(Excerpts from a location annotation dataset)
_ _ _

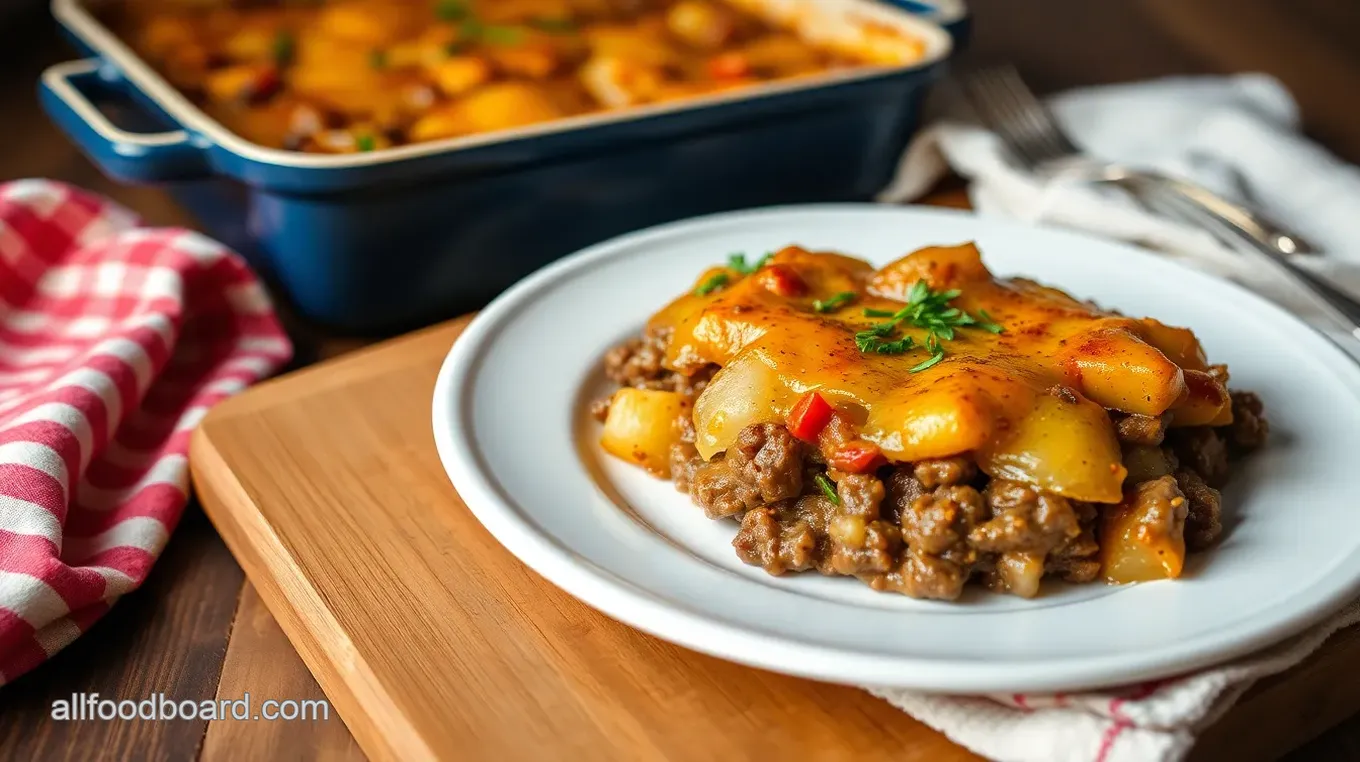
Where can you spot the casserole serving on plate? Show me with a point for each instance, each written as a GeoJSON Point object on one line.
{"type": "Point", "coordinates": [380, 240]}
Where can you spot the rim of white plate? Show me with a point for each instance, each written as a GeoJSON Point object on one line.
{"type": "Point", "coordinates": [709, 633]}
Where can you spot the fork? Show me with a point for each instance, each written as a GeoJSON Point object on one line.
{"type": "Point", "coordinates": [1004, 102]}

_ _ _

TASK REQUIREMENTS: Write out every line of the entries again, requests included, and shift each coordinate value in the answers by adding 63. Leave the pictures out.

SOLUTION FOR THIS TASK:
Where can you spot the casserole serving on plate? Show me with a point for each instance, each written as a GeoJSON Point object on one line.
{"type": "Point", "coordinates": [443, 303]}
Where can you spot the rim of white plate? Show me with a point for each instance, each written as a GeoJSON Point object on one line.
{"type": "Point", "coordinates": [772, 696]}
Where can you spot the fork? Show me with a point for each instance, each written as a GeoJSON Point object on one line.
{"type": "Point", "coordinates": [1067, 165]}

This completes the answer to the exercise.